WHAT YOU NEED TO DO
Please reproduce the Barrick restructuring text from "While there is" up to and including "used to do.", swapping "head office" for "headquarters" wherever it occurs.

PASSAGE SHOWN

+ + +

While there is still much heavy lifting to be done, the company is making significant progress on all of these fronts. The decentralized operating model that once characterized Barrick has been recreated and updated. Since 2013, staffing levels at the company’s head office in Toronto have been reduced by more than half — from 370 to 150. The company has also closed regional offices and eliminated a series of management layers across the organization.

The result is more direct communication between head office and the mines, which allows senior management to obtain information quickly and set strategy and allocate capital more effectively. At the same time, the decentralized model has empowered the company’s mine managers to run their operations as businesses focused on increasing free cash flow and profitable production — just as Barrick’s operational leaders used to do.

Creating shareholder value by growing free cash flow was once the overriding priority at Barrick. It is now our overriding priority again. The company has set a target of increasing free cash flow by $2 billion by the end of 2016. To date, we have already booked $1.8 billion or 90 percent of this target into our plans, including $400 million in 2015 and $1.4 billion in 2016. We are doing this by lowering corporate costs, as well as capital spending and operating expenses.

+ + +

RECORDS
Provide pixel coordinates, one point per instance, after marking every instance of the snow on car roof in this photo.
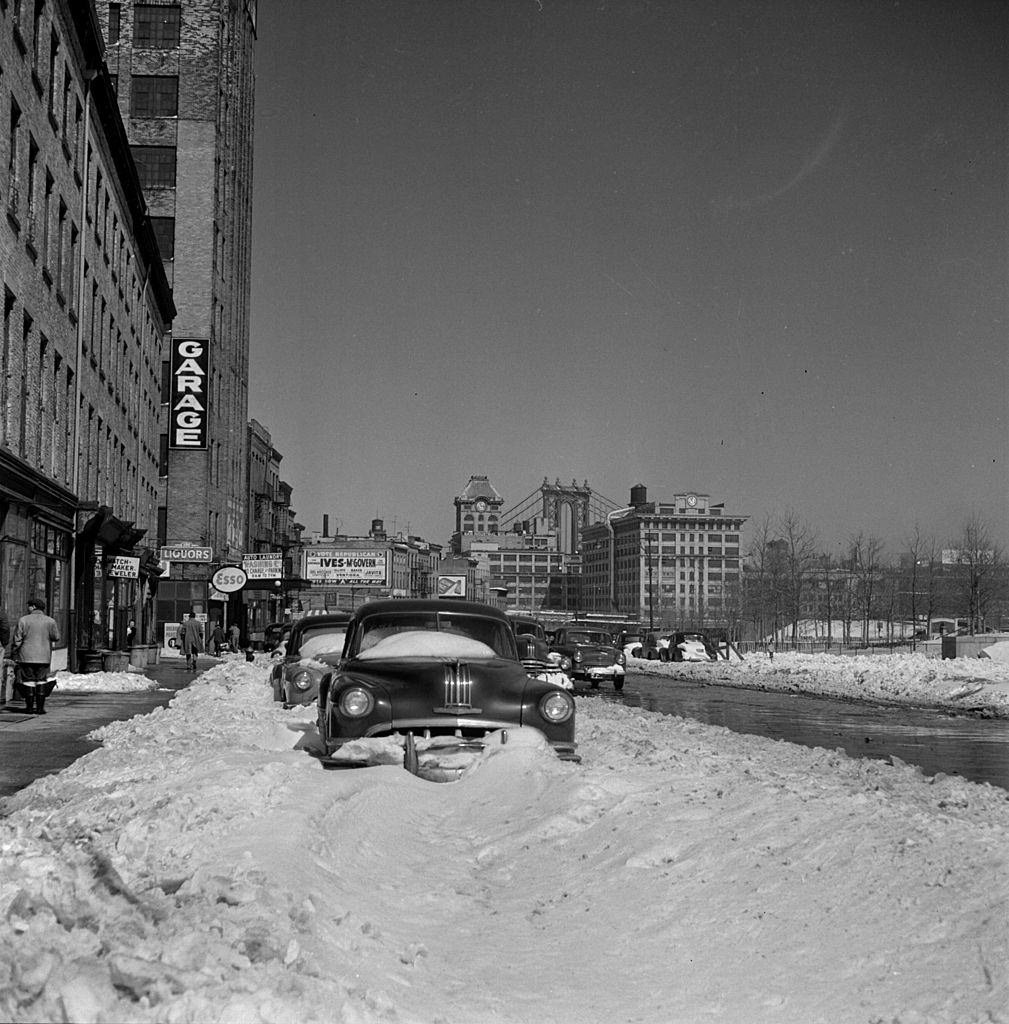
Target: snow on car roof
(426, 643)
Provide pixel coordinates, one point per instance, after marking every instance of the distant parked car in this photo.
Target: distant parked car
(690, 647)
(655, 646)
(312, 649)
(591, 654)
(535, 653)
(428, 683)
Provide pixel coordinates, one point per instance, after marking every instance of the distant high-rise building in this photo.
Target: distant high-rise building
(184, 79)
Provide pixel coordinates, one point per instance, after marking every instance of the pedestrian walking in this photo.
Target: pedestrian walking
(191, 639)
(216, 639)
(35, 636)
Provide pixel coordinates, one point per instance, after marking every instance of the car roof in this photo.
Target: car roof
(329, 619)
(442, 604)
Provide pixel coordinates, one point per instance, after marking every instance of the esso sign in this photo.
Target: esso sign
(229, 580)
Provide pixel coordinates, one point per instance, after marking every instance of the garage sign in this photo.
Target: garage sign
(187, 412)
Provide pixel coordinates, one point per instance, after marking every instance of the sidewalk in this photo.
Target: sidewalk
(34, 745)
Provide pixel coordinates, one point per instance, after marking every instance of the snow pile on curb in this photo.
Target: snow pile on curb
(103, 682)
(978, 685)
(202, 866)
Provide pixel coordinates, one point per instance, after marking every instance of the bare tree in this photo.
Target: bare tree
(979, 561)
(865, 559)
(798, 552)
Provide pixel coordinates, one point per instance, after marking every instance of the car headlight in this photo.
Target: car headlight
(355, 702)
(302, 680)
(556, 707)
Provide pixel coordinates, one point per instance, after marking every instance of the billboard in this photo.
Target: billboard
(187, 412)
(452, 586)
(263, 564)
(345, 567)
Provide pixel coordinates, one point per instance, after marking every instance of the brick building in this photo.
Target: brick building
(671, 564)
(184, 79)
(86, 309)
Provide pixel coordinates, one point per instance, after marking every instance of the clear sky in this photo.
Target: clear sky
(756, 250)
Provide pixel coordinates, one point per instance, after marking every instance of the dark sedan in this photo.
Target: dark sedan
(312, 649)
(591, 654)
(430, 682)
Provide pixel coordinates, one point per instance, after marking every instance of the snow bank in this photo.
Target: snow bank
(978, 685)
(201, 866)
(103, 682)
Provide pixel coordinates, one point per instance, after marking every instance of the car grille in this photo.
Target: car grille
(458, 691)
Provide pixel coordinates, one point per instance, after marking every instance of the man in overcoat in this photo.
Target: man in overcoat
(191, 637)
(35, 636)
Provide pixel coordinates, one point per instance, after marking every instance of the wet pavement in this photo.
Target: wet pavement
(33, 745)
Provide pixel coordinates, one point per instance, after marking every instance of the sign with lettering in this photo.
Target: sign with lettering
(263, 564)
(187, 412)
(452, 586)
(346, 567)
(124, 567)
(229, 579)
(186, 553)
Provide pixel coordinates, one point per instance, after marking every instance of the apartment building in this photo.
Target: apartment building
(672, 564)
(184, 81)
(87, 307)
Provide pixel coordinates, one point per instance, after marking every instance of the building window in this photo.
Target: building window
(164, 230)
(154, 96)
(156, 27)
(155, 165)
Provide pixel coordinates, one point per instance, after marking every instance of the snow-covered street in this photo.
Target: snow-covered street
(201, 866)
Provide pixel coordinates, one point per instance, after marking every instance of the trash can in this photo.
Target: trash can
(115, 660)
(89, 660)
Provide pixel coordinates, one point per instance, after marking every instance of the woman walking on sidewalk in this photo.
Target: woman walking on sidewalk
(35, 636)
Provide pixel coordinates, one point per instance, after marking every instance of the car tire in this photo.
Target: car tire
(410, 760)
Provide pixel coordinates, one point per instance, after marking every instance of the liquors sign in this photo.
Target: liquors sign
(187, 413)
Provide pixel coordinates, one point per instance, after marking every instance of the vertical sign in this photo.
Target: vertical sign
(187, 413)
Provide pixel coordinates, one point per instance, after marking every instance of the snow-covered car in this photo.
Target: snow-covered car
(430, 684)
(689, 647)
(535, 652)
(312, 648)
(587, 653)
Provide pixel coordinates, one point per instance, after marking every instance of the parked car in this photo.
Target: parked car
(535, 653)
(690, 647)
(630, 643)
(654, 646)
(591, 654)
(432, 682)
(312, 649)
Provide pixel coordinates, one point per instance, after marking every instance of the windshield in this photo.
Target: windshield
(317, 642)
(600, 638)
(493, 633)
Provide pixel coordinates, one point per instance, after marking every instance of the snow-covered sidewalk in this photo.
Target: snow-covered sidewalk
(976, 685)
(202, 866)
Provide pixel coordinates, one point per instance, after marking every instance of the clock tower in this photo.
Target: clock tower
(477, 510)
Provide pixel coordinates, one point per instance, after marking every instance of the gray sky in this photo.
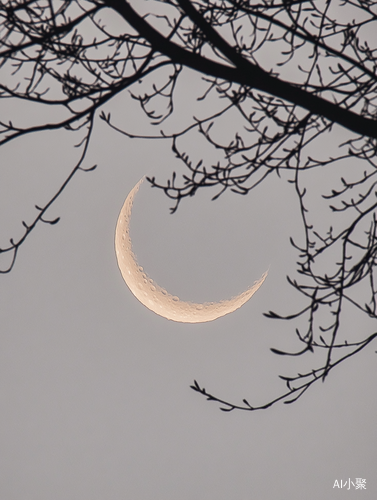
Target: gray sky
(95, 388)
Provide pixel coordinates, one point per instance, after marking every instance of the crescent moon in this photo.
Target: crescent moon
(157, 299)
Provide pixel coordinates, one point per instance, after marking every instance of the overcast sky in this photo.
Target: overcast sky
(95, 387)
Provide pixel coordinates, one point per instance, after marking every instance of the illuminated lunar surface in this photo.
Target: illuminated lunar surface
(152, 295)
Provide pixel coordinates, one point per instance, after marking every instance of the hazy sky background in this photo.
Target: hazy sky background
(95, 387)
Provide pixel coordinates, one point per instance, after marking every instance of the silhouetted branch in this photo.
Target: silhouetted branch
(284, 76)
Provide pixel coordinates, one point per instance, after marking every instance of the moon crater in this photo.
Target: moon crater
(156, 298)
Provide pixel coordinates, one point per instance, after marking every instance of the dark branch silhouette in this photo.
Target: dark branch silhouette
(294, 72)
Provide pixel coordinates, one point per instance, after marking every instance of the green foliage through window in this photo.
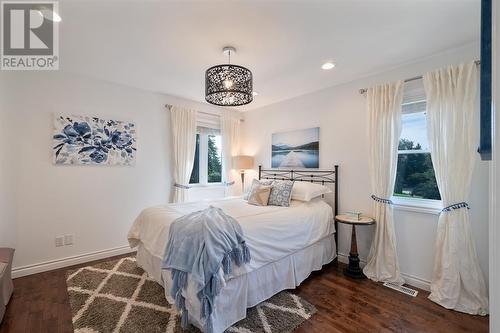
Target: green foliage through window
(415, 176)
(195, 174)
(214, 160)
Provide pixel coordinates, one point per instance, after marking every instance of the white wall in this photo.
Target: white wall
(341, 113)
(7, 217)
(95, 203)
(494, 230)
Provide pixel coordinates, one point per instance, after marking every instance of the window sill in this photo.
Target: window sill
(210, 185)
(433, 207)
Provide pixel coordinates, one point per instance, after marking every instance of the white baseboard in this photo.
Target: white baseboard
(409, 279)
(69, 261)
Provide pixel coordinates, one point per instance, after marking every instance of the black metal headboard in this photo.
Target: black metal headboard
(313, 176)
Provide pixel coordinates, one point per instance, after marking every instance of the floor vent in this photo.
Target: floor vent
(401, 289)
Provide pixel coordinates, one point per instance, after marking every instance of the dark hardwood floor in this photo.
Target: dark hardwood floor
(40, 304)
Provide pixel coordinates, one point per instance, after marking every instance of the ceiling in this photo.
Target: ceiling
(165, 46)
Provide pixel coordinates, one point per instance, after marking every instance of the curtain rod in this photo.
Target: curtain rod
(364, 90)
(169, 106)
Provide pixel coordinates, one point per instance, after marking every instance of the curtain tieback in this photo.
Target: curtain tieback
(185, 187)
(382, 200)
(459, 205)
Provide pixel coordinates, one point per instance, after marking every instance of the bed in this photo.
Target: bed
(286, 244)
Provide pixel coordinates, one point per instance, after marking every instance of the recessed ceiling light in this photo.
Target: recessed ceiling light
(328, 65)
(49, 14)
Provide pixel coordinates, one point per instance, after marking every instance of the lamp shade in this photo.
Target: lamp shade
(243, 162)
(228, 85)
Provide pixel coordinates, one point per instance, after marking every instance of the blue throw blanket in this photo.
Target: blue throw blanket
(200, 244)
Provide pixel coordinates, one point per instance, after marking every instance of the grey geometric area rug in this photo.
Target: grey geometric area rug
(118, 296)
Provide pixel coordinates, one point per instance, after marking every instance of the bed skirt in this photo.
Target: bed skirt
(248, 289)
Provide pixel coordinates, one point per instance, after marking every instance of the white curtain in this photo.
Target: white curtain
(457, 281)
(183, 122)
(230, 138)
(384, 129)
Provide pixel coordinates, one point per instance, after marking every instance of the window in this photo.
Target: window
(207, 167)
(415, 177)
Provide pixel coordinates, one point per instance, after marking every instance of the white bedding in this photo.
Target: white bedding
(271, 232)
(286, 244)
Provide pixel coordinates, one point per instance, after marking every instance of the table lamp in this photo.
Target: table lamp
(243, 162)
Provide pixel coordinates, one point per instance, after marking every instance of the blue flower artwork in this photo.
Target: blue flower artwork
(85, 140)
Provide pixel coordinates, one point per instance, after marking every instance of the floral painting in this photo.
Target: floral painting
(85, 140)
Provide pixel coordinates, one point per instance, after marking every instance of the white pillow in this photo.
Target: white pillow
(305, 191)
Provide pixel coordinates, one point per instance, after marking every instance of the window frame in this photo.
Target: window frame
(203, 164)
(419, 205)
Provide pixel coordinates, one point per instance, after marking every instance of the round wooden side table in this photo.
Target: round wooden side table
(353, 270)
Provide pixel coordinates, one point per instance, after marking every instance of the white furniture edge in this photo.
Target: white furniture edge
(69, 261)
(411, 280)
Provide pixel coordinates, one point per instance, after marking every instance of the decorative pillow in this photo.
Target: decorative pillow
(281, 193)
(259, 195)
(265, 182)
(305, 191)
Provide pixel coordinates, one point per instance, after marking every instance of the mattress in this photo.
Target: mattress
(286, 244)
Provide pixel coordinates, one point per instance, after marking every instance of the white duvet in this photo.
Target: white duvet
(270, 232)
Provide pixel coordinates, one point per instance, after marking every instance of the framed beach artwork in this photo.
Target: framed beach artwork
(296, 149)
(85, 140)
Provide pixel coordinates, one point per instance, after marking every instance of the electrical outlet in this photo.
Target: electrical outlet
(59, 241)
(68, 239)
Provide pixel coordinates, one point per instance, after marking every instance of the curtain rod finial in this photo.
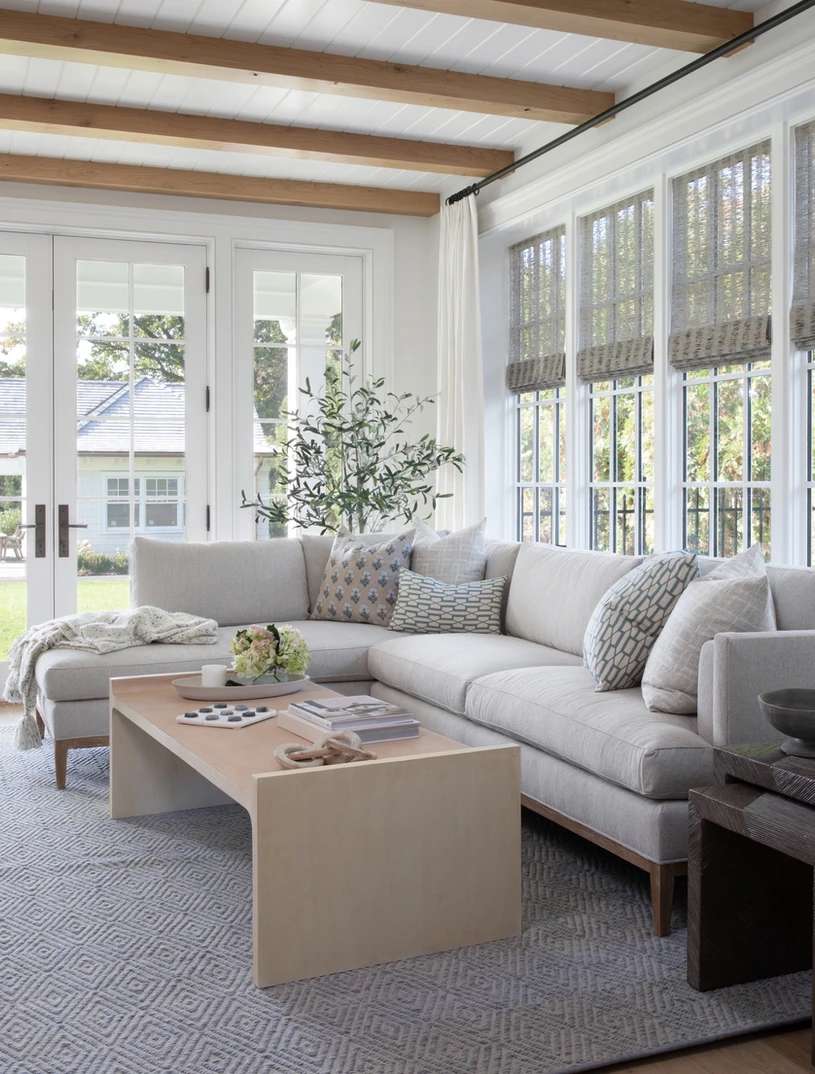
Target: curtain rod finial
(461, 194)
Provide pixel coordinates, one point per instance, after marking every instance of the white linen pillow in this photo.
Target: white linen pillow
(736, 597)
(454, 557)
(627, 621)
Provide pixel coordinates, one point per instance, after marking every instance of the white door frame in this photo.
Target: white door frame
(247, 262)
(38, 484)
(67, 252)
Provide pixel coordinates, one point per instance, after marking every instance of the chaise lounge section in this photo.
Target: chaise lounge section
(599, 764)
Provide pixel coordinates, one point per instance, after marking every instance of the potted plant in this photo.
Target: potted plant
(268, 654)
(349, 463)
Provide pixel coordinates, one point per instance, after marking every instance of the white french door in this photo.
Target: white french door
(103, 419)
(296, 315)
(26, 435)
(130, 431)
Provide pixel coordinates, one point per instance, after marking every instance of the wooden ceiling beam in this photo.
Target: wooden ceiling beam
(17, 168)
(210, 132)
(185, 54)
(665, 24)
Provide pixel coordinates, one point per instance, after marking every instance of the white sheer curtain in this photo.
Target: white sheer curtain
(461, 389)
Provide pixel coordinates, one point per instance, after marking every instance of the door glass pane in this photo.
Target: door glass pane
(14, 547)
(297, 337)
(130, 419)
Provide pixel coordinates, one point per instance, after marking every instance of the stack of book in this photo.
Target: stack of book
(373, 720)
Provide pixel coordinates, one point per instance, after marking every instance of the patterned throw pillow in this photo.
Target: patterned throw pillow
(361, 580)
(733, 596)
(460, 556)
(426, 606)
(628, 618)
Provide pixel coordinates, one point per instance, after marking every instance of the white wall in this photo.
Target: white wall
(759, 93)
(399, 256)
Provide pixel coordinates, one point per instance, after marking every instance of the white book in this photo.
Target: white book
(304, 728)
(351, 721)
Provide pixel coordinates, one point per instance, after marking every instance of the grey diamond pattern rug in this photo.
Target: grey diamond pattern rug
(125, 948)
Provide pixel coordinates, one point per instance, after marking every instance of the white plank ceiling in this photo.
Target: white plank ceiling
(347, 27)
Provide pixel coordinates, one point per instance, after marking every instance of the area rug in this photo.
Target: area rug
(125, 948)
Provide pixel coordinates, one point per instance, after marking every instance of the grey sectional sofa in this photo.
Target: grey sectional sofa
(598, 764)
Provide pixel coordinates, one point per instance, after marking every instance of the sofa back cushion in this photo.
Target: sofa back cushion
(233, 582)
(555, 590)
(316, 549)
(792, 592)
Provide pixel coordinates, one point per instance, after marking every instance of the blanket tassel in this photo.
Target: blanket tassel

+ + +

TASK OUTPUT
While there is still much heavy lifting to be done, the company is making significant progress on all of these fronts. The decentralized operating model that once characterized Barrick has been recreated and updated. Since 2013, staffing levels at the company’s headquarters in Toronto have been reduced by more than half — from 370 to 150. The company has also closed regional offices and eliminated a series of management layers across the organization.

The result is more direct communication between headquarters and the mines, which allows senior management to obtain information quickly and set strategy and allocate capital more effectively. At the same time, the decentralized model has empowered the company’s mine managers to run their operations as businesses focused on increasing free cash flow and profitable production — just as Barrick’s operational leaders used to do.